## BEGIN Dataset entries

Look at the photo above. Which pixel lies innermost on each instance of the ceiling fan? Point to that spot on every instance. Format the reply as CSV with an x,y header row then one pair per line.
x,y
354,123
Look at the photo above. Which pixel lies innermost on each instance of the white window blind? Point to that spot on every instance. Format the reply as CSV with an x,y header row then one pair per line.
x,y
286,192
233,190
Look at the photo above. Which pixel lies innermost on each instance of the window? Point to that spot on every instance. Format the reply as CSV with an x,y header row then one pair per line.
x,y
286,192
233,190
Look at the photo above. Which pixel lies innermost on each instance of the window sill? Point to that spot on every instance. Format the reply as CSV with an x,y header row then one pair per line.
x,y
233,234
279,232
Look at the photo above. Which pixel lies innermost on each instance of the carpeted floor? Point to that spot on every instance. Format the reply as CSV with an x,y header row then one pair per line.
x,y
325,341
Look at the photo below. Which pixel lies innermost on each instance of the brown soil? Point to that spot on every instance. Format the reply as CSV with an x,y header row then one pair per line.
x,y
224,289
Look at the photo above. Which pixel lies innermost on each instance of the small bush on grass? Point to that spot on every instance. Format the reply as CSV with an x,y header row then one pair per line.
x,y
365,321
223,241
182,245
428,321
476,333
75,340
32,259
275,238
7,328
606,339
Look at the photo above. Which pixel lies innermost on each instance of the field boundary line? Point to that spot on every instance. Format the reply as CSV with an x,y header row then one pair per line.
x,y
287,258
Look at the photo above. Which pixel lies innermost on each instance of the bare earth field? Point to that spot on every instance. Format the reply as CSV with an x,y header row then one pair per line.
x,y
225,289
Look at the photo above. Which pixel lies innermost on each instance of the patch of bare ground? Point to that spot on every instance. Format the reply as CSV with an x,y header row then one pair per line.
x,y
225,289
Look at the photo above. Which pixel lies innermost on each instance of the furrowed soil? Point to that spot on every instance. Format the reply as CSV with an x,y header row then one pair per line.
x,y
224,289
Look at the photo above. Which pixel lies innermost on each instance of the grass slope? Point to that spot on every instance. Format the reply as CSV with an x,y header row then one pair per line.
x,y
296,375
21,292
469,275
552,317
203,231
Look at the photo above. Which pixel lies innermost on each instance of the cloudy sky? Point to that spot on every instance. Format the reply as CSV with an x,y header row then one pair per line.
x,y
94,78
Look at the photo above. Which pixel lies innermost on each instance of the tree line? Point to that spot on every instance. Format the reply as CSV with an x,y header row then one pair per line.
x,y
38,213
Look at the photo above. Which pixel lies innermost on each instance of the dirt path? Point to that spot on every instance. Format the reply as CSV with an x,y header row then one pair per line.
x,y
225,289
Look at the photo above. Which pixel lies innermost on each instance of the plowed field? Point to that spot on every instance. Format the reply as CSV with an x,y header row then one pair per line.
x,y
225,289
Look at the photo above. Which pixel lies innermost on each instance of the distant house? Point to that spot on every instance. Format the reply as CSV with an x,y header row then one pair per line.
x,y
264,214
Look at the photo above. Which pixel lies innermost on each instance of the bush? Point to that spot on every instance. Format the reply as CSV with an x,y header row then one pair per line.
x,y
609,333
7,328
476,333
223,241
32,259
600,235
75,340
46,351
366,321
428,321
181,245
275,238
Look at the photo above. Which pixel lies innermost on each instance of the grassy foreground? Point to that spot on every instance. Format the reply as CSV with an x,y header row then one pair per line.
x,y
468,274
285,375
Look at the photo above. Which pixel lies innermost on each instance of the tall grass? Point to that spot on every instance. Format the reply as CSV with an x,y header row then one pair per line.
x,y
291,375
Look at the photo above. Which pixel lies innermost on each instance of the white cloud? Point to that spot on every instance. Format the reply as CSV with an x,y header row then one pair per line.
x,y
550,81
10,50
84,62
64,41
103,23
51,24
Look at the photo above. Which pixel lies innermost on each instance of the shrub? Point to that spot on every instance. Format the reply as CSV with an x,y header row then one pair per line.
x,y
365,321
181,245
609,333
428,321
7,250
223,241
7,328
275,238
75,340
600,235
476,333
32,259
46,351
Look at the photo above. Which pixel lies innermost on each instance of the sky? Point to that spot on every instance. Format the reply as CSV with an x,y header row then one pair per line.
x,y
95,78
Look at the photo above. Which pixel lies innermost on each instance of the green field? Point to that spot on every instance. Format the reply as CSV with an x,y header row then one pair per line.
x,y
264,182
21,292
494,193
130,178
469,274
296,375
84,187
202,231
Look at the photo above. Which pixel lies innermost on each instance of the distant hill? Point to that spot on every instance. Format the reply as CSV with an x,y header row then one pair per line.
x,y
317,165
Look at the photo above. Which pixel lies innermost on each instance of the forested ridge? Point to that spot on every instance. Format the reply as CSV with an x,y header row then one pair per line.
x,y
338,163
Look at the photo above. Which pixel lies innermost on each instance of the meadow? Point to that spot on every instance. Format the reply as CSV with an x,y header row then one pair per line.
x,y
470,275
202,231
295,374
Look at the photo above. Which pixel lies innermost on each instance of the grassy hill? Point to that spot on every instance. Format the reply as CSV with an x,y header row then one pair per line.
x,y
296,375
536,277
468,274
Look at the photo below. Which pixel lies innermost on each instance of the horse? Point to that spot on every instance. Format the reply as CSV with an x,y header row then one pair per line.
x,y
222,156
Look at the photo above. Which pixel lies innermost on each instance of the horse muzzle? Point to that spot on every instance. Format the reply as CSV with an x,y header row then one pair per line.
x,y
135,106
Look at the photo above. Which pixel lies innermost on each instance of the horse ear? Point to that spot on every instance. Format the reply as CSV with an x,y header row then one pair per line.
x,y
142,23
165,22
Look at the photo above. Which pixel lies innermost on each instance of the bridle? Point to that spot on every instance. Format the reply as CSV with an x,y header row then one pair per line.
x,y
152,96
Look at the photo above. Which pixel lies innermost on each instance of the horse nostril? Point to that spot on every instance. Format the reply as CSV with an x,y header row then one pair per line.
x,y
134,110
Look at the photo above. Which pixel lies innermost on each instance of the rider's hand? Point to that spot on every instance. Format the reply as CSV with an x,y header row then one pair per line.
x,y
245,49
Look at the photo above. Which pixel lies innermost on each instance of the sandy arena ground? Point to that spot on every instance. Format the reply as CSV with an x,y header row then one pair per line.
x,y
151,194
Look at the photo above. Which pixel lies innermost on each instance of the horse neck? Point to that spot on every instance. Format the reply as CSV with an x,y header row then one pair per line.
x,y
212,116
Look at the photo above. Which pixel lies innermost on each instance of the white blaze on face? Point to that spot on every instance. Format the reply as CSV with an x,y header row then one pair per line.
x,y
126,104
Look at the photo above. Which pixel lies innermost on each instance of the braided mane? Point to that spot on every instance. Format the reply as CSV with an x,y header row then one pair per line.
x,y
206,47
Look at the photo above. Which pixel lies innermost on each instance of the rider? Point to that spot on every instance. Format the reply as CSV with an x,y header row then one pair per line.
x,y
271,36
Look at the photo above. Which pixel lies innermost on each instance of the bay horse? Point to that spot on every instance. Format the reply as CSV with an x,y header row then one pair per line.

## END Dataset entries

:: Brief ::
Write out the material from the first line to the last, exactly.

:: Solution for this problem ::
Look at the photo above. Which pixel lies innermost on each instance of the ceiling fan? Point to that spot on every instance. Format the reply as CSV with an x,y header row then one pair per line.
x,y
354,123
Look at the photo above. Which pixel lies innermost on each instance of the white window blind? Point to that spot on every instance. Format the reply as CSV with an x,y header row then one pair per line.
x,y
286,192
233,190
Look at the photo above. Which pixel lies innermost on each instance of the window? Point to that spot on every instance. Format the reply as CSV with an x,y header row then one pair per line.
x,y
286,192
233,190
Look at the photo above. Which pixel lies innermost on each instance of the window sill? Point to that spot on every instance. Format the reply as CSV with an x,y header row then one pair per line.
x,y
233,234
279,232
Look at the photo above. Which pixel lies innermost on each instance of the carpeted floor? Point to that spot on every instance. Format the reply as CSV with an x,y header row then one pair per line.
x,y
325,341
Look at the photo below. Which pixel lies innermost on each instance of the brown soil? Point to that spot on every instance. Format the reply as CSV with an x,y header row then one pair per line.
x,y
224,289
Look at the photo above. Which pixel lies innermost on each instance of the small bush on grass? Point to that spot on every instance. Format the reply as CSV with an x,y header row then one pair per line.
x,y
365,321
223,241
182,245
428,321
476,333
75,340
32,259
275,238
7,328
606,339
Look at the photo above. Which pixel lies innermost on each instance of the field boundary line? Point to that spot on every instance. Format the reply as CSV with an x,y header row then one pair per line.
x,y
287,258
Look at the photo above. Which pixel lies innermost on each instance of the bare earth field? Point to that spot on every instance. Format the reply as CSV with an x,y header row then one pair per line.
x,y
225,289
Look at the photo above. Which pixel lies innermost on each instance of the patch of bare ground? Point to that spot on every instance. Format the reply as CSV with an x,y header row then one pair per line.
x,y
225,289
Look at the photo above. Which pixel lies innermost on each instance of the furrowed soil? Point to that spot on every instance. Format the reply as CSV with an x,y header row then one pair per line.
x,y
224,289
Look at the photo above. Which pixel lies innermost on each instance of the grass slope? Point to that spot on every instance. Format the reply as CSV with an x,y header row then one pair per line.
x,y
296,375
21,292
469,275
552,317
203,231
Look at the photo above. Which pixel lies innermost on each instance of the cloudy sky? Point to that spot on every instance. Format the reply as CSV with an x,y header row then one pair per line.
x,y
94,78
Look at the photo above. Which pixel lies innermost on each instance of the tree line? Point to that spot on every instance. Format the reply as CSV with an x,y header row then one pair per line.
x,y
38,213
Look at the photo above. Which pixel lies innermost on each instance of the dirt path? Point to that spot on every instance. Format the reply as CSV with an x,y header row then one pair per line.
x,y
225,289
Look at the photo above. Which pixel lies innermost on each instance of the plowed field? Point to that spot on every instance. Format the reply as CSV with an x,y header row then one pair per line.
x,y
225,289
Look at the photo above. Which pixel lies innermost on each instance of the distant house? Point to that spot on every instance. Format the reply as CSV with an x,y header row then one pair per line.
x,y
264,214
Look at the photo above. Which pixel lies innermost on each instance of the bush? Point to that spot on every instance. Format the reply as CSV with an x,y header row then one pair per line.
x,y
609,333
7,328
476,333
223,241
32,259
600,235
75,340
46,351
366,321
428,321
181,245
275,238
Look at the photo above. Which pixel lies innermost on each instance of the grassy foreground? Point to that spot on every instance. Format the reply as CSV with an x,y header row then one pair per line.
x,y
468,274
285,375
Look at the photo above. Which pixel lies innermost on each instance of the tall grass? Point to that spot on every instance. Format the reply as CSV with an x,y header row then one pair per line.
x,y
291,375
Look at the photo above. Which pixel lies innermost on each instance of the white cloud? Point to that spot on every instance. Format the reply as CSV with an x,y header row then one pair per line.
x,y
550,81
10,50
84,62
64,41
103,23
51,24
Look at the photo above. Which pixel lies innermost on each instance of the shrub? Point to that spot on every instance. Format the reply as CSV with an x,y header row then one pair per line.
x,y
365,321
181,245
609,333
428,321
7,250
223,241
7,328
275,238
75,340
600,235
476,333
32,259
46,351
Look at the photo above. Which pixel lies innermost on each instance of the sky? Point to that spot on every instance. Format the reply as CSV with an x,y header row then one pair per line.
x,y
95,78
Look at the photo above. Which pixel lies innermost on each instance of the green field? Point to that spot on every instance. Format the reply as CSV with an x,y header row then one pair per line.
x,y
264,182
21,292
494,193
130,178
469,274
296,375
84,187
202,231
Look at the photo above. Which pixel lies innermost on each instance of the distant hill? Point to that spot on every instance. Format the reply as CSV with an x,y header row then one pair per line.
x,y
317,165
Look at the photo above. Which pixel lies innermost on each instance of the forested ridge? Point to that spot on every instance. Format the reply as CSV with an x,y header row then one pair per line.
x,y
338,163
Look at the photo above. Which pixel lies innermost on each instance of the meadow? Point to that spot on every instance. Format the reply as CSV with an x,y header row then one pair per line.
x,y
470,275
202,231
295,374
Look at the photo above. Which pixel lies innermost on each instance of the grassy hill? Point to that spot on every instance. Format the reply as CSV with an x,y header row then one pair per line.
x,y
296,375
536,277
468,274
Look at the photo below. Which pixel lies innermost on each instance of the horse? Point to that spot on every instance. Format the reply as CSV with an x,y header row then one pair per line.
x,y
222,156
Look at the photo above. Which pixel lies innermost on each instance of the horse muzzle? Point to that spot on every instance. Format the reply as CSV with an x,y header row then one pair per line.
x,y
135,106
Look at the photo above. Which pixel lies innermost on each instance of the horse ear? Point to that spot on every instance. Format the reply as CSV with an x,y header row then one pair per line.
x,y
142,23
165,22
Look at the photo above. Which pixel lies innermost on each instance of the bridle? Point to that spot on every instance. Format the reply as CSV with an x,y header row then one pair per line.
x,y
152,96
Look at the photo above. Which pixel lies innermost on each instance of the horse nostril? Point to that spot on every instance. Format the reply as CSV with an x,y header row then one pair per line.
x,y
134,110
Look at the photo above. Which pixel lies innermost on each instance of the rider's hand? Point to that spot on every instance. Format the reply as CSV with an x,y header row then one pair per line.
x,y
245,49
Look at the photo above. Which pixel lies innermost on each instance of the sandy arena ground? Point to that spot on every instance. Format the reply as CSV with an x,y header row then one pair per line.
x,y
151,194
Look at the photo above. Which pixel lies innermost on each instance of the horse neck? Point to that spot on every instance. Format the reply as CSV with an x,y header row then one pair per line.
x,y
212,116
Look at the photo above. Which pixel lies innermost on each instance of the white blaze on face? Point to that spot on every instance. Format the reply as CSV with an x,y header row then one pair per line.
x,y
126,104
Look at the photo above. Which pixel lies innermost on each instance of the braided mane? Point to that spot on every instance. Format the reply as CSV with an x,y header row then one pair per line.
x,y
206,47
Look at the photo above. Which pixel lies innermost on each instance of the rider? Point to that spot on every instance. Format the reply as CSV with an x,y header row then one pair per line.
x,y
271,36
Look at the photo above. Which pixel lies innermost on each instance of the bay horse? Point to that spot on every instance. Format the reply as CSV with an x,y header row then one pair per line.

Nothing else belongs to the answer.